*** MATERIAL FOR THIS EXERCISE ***

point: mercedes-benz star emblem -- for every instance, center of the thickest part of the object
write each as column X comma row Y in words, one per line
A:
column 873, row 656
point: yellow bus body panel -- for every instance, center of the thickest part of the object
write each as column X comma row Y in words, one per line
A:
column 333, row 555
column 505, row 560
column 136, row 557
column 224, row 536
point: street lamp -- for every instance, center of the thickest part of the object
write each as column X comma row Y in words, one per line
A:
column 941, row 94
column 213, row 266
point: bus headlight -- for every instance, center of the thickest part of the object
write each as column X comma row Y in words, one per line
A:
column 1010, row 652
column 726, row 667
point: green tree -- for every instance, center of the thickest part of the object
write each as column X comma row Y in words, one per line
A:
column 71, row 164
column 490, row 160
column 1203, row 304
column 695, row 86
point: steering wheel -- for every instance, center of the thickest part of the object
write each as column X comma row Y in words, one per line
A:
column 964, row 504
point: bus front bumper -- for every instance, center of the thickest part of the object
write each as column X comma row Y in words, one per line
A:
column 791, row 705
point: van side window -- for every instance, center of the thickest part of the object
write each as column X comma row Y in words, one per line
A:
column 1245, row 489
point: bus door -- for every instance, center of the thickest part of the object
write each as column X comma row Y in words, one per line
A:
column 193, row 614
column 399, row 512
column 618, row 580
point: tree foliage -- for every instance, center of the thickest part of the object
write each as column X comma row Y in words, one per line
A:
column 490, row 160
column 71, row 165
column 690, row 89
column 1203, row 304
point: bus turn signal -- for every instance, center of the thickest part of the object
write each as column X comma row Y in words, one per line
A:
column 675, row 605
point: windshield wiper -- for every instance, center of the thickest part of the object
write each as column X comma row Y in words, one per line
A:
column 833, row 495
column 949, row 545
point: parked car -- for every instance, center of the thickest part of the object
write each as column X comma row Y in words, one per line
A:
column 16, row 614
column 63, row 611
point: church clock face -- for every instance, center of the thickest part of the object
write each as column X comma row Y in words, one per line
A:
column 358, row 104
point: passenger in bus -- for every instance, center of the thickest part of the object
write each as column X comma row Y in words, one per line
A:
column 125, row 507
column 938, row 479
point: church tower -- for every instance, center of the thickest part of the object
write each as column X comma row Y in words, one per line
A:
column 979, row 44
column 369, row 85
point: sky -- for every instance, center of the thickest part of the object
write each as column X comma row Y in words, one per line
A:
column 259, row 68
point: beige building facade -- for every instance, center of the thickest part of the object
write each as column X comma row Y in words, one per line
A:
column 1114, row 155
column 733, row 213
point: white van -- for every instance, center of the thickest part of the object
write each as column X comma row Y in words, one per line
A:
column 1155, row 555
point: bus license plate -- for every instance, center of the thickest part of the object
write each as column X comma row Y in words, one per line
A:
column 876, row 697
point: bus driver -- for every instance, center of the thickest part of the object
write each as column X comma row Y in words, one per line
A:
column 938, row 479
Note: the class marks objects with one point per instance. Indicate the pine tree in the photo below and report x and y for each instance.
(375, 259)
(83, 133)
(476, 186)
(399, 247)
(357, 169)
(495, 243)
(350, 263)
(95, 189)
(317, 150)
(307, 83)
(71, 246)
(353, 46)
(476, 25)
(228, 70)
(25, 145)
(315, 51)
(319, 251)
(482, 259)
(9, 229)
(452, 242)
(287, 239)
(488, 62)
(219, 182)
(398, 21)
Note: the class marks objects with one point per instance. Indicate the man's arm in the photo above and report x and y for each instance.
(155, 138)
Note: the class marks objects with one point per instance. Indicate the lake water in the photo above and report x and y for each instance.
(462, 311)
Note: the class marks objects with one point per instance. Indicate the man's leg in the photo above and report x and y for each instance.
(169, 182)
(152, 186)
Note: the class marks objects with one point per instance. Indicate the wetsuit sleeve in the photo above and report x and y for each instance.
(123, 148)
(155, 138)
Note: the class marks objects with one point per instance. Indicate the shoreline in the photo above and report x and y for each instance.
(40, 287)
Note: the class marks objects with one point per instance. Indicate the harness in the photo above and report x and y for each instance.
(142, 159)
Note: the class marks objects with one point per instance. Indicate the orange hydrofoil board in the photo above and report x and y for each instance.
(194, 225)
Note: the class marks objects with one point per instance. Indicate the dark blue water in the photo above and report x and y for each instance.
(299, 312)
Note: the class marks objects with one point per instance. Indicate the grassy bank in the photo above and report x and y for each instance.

***

— AIM —
Render every line of the listing above as a numbered list, omitting any blank lines.

— SOLUTION BELOW —
1. point: mercedes-benz star emblem -- for every instance, center of the thickest part of the object
2. write each as column X comma row Y in words, one per line
3. A:
4. column 873, row 656
5. point: yellow bus body panel -- for every instance, center of the thickest part of the object
6. write each as column X comma row Y in words, one per line
7. A:
8. column 333, row 555
9. column 505, row 560
10. column 136, row 557
11. column 224, row 536
12. point: street lamp -- for every instance, center of the thickest part of the object
13. write each as column X comma row Y in words, one per line
14. A:
15. column 941, row 94
16. column 213, row 266
17. point: bus headlight -- for every instance, center of the thickest part of the object
18. write each as column X comma row Y in words, one per line
19. A:
20. column 1010, row 652
21. column 726, row 667
22. point: green tree -- for every instance, center of the thickest part of the object
23. write each as column X comma row Y in words, one per line
24. A:
25. column 71, row 164
26. column 490, row 160
27. column 1203, row 304
28. column 695, row 86
29. point: steering wheel -- for every instance, center of the thickest part of the object
30. write each as column X comma row Y in words, one per line
31. A:
32. column 964, row 504
33. point: bus front bumper -- for every instance, center of the thickest part of the object
34. write each as column X comma row Y in words, one per line
35. A:
36. column 791, row 705
37. point: van side window -- for every instance, center of the thickest part of the object
38. write each as column X comma row Y in words, one per line
39. A:
40. column 1245, row 489
41. point: bus door -- for every instance, center of the thickest part of the object
42. write each as column X comma row Y in words, one per line
43. A:
44. column 193, row 614
45. column 399, row 512
46. column 618, row 580
47. point: tree foliage -- for every instance, center of the thickest part of the object
48. write each as column X comma row Y in words, one per line
49. A:
50. column 490, row 160
51. column 71, row 165
52. column 690, row 89
53. column 1203, row 304
54. point: bus turn signal -- for every instance, center of the thickest part of the object
55. write each as column X comma row Y in words, one per line
56. A:
57. column 675, row 605
58. point: windshield wiper -- for every instance, center of the thickest part of the object
59. write each as column X comma row Y in words, one per line
60. A:
61. column 833, row 495
62. column 949, row 545
63. point: parked car -- for every instance, center of the thickest part of the object
64. write each as column X comma row Y in words, one per line
65. A:
66. column 16, row 614
67. column 63, row 611
68. point: church clock face -- for every instance, center of the thickest part of the object
69. write each as column X comma row Y in words, one per line
70. A:
71. column 358, row 104
72. point: passenger in bus -- for every instance, center of the thickest part of the object
73. write each as column X comma row Y in words, one per line
74. A:
75. column 125, row 507
76. column 938, row 479
77. point: church tower -- for every instance, center of the thickest part of the object
78. write each as column X comma row Y in words, one per line
79. A:
80. column 979, row 44
81. column 369, row 85
82. point: sky -- for every instance, center of the thickest part of the object
83. write each as column X comma row Y in words, one per line
84. A:
85. column 259, row 68
86. point: beige building facade -- for every instance, center of the thickest part of the object
87. write each as column X comma row Y in words, one per line
88. A:
89. column 1114, row 155
90. column 733, row 213
91. point: white van -- for every instance, center of the thickest part of the object
92. write each as column X comma row Y in words, one per line
93. A:
94. column 1155, row 555
95. point: bus license plate -- for every instance, center of the thickest part of the object
96. write each as column X comma row Y in words, one per line
97. A:
98. column 876, row 697
99. point: bus driver -- for every instance, center of the thickest part of the object
100. write each as column X comma row Y in words, one per line
101. A:
102. column 938, row 479
103. Note: the class marks objects with one point per instance. Indicate the pine tree in the photo below and report x and y for each instance.
104. (375, 259)
105. (83, 133)
106. (476, 186)
107. (399, 247)
108. (357, 169)
109. (495, 243)
110. (350, 263)
111. (95, 189)
112. (317, 150)
113. (307, 83)
114. (71, 246)
115. (353, 46)
116. (476, 25)
117. (228, 70)
118. (25, 145)
119. (315, 51)
120. (319, 251)
121. (482, 259)
122. (9, 229)
123. (452, 242)
124. (287, 239)
125. (488, 62)
126. (219, 182)
127. (398, 21)
128. Note: the class marks objects with one point per instance. Indicate the man's arm in the photo above and report x and y for each instance.
129. (155, 138)
130. Note: the class marks objects with one point per instance. Indicate the lake water in the photo above and report x and y for each instance.
131. (462, 311)
132. Note: the class marks objects with one point per instance. Indicate the man's leg in the photo above and report x and y for each instance.
133. (169, 182)
134. (152, 186)
135. Note: the class marks objects with one point per instance. Indicate the wetsuit sleeve in the photo above and report x and y for each instance.
136. (123, 148)
137. (155, 138)
138. Note: the class marks objects with one point per instance. Indicate the shoreline in the photo above and report x and y for each instance.
139. (40, 287)
140. Note: the class marks objects with one point per instance. Indicate the harness in the photo above and report x and y for each instance.
141. (142, 159)
142. Note: the class marks objects with one point per instance. Indicate the orange hydrofoil board in the photo above and report x and y for each instance.
143. (194, 225)
144. Note: the class marks objects with one point per instance. Indicate the dark blue water in the photo above and report x and y for each instance.
145. (299, 312)
146. Note: the class marks objects with one point per instance. Indicate the grassy bank in the photo above and report x and y for each instance.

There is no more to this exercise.